◆ **Goal**:
Copy the entries verbatim, starting at the line that contains "One point belongs to every instance of the green river" and ending with the last line of the entries, both ends included.

[Dataset rows]

--

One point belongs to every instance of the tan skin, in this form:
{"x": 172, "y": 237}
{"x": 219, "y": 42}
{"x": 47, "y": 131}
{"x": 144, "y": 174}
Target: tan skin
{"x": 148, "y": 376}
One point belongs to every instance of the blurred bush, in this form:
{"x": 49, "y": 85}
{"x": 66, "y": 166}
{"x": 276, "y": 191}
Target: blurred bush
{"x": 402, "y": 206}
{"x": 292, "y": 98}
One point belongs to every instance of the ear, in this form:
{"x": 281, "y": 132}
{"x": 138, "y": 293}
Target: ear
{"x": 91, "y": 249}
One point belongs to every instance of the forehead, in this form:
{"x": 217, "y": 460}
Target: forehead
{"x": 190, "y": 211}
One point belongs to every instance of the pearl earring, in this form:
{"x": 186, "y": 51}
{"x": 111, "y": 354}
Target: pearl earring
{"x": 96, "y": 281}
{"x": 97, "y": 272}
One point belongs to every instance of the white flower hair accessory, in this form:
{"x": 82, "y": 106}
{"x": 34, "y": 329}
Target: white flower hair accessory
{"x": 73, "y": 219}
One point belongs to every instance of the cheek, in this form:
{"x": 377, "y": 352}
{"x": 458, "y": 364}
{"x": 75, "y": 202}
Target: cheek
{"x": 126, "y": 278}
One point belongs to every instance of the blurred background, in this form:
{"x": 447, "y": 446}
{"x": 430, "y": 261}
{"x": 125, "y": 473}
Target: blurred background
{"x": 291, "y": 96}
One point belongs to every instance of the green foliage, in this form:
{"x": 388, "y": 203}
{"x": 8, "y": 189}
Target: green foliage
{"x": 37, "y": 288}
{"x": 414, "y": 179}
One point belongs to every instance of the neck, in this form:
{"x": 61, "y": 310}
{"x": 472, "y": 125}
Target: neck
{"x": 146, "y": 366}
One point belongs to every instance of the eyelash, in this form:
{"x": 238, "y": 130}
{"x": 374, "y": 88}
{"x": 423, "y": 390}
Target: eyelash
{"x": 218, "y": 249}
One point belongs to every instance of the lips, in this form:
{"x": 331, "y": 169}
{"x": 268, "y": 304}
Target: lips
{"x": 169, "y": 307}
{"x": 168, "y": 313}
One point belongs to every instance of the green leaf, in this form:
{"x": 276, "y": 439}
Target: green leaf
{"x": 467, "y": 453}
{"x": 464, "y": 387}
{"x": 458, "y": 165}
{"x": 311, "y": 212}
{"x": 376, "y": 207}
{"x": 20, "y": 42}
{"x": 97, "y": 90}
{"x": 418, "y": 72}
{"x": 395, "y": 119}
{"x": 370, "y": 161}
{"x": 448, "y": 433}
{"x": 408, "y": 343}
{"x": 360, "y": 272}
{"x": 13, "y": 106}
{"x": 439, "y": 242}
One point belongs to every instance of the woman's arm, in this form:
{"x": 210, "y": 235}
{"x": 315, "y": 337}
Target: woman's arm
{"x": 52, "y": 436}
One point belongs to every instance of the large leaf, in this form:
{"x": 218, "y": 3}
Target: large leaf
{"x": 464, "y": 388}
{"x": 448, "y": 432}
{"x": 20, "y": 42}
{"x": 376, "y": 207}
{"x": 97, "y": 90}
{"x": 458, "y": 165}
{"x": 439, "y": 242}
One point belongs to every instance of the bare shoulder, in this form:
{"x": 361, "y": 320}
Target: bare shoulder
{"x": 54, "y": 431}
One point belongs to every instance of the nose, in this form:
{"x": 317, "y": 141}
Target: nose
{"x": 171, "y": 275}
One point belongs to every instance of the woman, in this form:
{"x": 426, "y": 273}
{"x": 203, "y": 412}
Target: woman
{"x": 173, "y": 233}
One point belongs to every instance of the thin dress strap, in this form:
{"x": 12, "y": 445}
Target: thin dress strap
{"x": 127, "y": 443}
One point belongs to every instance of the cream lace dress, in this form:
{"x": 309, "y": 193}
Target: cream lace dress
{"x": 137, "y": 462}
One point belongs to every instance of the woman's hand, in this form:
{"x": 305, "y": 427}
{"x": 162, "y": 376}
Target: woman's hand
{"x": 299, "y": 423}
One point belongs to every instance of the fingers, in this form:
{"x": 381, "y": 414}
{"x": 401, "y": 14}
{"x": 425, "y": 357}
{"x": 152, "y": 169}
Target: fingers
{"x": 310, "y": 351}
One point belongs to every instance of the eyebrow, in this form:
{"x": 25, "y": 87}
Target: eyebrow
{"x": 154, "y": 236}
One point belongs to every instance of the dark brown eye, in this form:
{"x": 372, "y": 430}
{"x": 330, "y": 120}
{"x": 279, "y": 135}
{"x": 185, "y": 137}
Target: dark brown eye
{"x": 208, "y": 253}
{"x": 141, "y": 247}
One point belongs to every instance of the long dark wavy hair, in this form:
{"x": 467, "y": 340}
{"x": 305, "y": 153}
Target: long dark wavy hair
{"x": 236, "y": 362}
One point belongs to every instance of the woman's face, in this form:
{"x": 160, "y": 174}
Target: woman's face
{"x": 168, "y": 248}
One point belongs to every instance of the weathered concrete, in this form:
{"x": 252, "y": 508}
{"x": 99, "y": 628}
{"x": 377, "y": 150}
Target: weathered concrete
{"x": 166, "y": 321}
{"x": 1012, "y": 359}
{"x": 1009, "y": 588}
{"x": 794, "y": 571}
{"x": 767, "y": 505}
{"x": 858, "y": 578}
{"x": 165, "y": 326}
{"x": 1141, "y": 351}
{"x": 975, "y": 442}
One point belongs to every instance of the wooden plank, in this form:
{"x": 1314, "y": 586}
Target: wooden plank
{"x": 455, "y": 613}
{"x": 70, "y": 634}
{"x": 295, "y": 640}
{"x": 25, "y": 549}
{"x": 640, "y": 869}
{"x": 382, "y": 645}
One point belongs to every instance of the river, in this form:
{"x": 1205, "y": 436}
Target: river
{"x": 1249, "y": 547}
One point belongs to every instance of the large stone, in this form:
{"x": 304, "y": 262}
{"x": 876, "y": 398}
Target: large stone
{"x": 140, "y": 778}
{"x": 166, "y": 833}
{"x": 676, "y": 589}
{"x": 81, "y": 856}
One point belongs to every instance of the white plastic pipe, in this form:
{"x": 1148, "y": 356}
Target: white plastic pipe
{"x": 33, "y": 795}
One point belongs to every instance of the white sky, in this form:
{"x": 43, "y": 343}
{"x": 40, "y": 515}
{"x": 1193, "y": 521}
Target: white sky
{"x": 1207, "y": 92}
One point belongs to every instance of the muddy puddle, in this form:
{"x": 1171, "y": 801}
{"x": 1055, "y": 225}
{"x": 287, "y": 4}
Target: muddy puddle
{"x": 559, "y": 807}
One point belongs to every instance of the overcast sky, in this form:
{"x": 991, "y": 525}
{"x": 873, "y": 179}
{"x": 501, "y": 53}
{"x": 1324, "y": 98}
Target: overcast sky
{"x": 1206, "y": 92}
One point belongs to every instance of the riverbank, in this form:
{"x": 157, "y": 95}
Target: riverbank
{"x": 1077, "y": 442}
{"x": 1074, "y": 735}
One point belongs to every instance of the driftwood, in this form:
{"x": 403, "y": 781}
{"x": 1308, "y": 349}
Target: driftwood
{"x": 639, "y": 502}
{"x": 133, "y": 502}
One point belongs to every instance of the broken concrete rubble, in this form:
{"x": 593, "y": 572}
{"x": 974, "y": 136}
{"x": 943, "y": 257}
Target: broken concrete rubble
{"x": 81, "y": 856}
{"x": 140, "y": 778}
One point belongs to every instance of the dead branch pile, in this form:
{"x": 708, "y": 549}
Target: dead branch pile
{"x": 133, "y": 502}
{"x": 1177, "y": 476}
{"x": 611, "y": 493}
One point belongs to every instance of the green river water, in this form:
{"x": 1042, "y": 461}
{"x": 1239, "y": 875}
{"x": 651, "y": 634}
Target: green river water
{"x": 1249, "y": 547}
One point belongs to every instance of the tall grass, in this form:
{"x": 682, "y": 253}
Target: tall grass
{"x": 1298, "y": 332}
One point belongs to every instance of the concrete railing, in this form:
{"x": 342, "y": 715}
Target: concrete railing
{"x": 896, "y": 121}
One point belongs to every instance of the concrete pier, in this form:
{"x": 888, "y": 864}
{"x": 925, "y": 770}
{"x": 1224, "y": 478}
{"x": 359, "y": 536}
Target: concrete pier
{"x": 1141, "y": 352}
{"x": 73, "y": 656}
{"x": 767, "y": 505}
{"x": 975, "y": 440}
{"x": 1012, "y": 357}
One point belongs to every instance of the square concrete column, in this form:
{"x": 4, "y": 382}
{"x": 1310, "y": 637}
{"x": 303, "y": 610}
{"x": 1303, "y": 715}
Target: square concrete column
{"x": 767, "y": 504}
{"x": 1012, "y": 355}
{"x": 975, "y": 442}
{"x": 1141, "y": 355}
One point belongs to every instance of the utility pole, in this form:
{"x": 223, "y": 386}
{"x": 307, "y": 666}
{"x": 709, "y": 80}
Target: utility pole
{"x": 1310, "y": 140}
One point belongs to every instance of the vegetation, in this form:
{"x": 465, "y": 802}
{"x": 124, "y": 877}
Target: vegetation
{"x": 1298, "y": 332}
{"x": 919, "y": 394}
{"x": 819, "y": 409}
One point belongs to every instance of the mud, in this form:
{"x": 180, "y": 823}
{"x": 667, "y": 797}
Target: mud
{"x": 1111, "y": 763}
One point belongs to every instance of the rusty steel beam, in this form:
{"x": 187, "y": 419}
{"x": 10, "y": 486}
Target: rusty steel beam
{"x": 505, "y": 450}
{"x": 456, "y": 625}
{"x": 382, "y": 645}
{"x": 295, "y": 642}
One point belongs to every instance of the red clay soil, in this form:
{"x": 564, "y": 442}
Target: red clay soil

--

◆ **Reply**:
One point belongs to every instance of the green river water, in this form:
{"x": 1042, "y": 461}
{"x": 1239, "y": 875}
{"x": 651, "y": 634}
Target: green river water
{"x": 1249, "y": 547}
One point belongs to every instance of the tall grass, in this form:
{"x": 682, "y": 253}
Target: tall grass
{"x": 1298, "y": 332}
One point belongs to every instance of the concrete railing, in this form:
{"x": 342, "y": 715}
Target: concrete railing
{"x": 896, "y": 121}
One point belongs to every instance of the concrete pier, in this form:
{"x": 888, "y": 864}
{"x": 925, "y": 770}
{"x": 1224, "y": 478}
{"x": 359, "y": 536}
Target: concrete pier
{"x": 1141, "y": 352}
{"x": 73, "y": 656}
{"x": 767, "y": 505}
{"x": 975, "y": 440}
{"x": 1012, "y": 357}
One point belongs to every instance of the square concrete column, in this form:
{"x": 4, "y": 382}
{"x": 1310, "y": 637}
{"x": 303, "y": 610}
{"x": 1303, "y": 715}
Target: square concrete column
{"x": 767, "y": 504}
{"x": 1012, "y": 355}
{"x": 975, "y": 442}
{"x": 1141, "y": 355}
One point belongs to every instance of the utility pole, in this form:
{"x": 223, "y": 386}
{"x": 307, "y": 666}
{"x": 709, "y": 80}
Target: utility pole
{"x": 1310, "y": 140}
One point belongs to every instance of the vegetation, in this form:
{"x": 465, "y": 802}
{"x": 124, "y": 877}
Target: vegetation
{"x": 1298, "y": 332}
{"x": 919, "y": 394}
{"x": 819, "y": 409}
One point belongs to every instance of the mud, in this form:
{"x": 180, "y": 823}
{"x": 667, "y": 797}
Target: mud
{"x": 1111, "y": 763}
One point belongs to every instance of the rusty steel beam, in this form:
{"x": 187, "y": 419}
{"x": 10, "y": 486}
Target: rusty steel beam
{"x": 505, "y": 450}
{"x": 456, "y": 625}
{"x": 382, "y": 645}
{"x": 295, "y": 642}
One point belongs to every instance of the red clay soil, in this form:
{"x": 564, "y": 442}
Target: red clay soil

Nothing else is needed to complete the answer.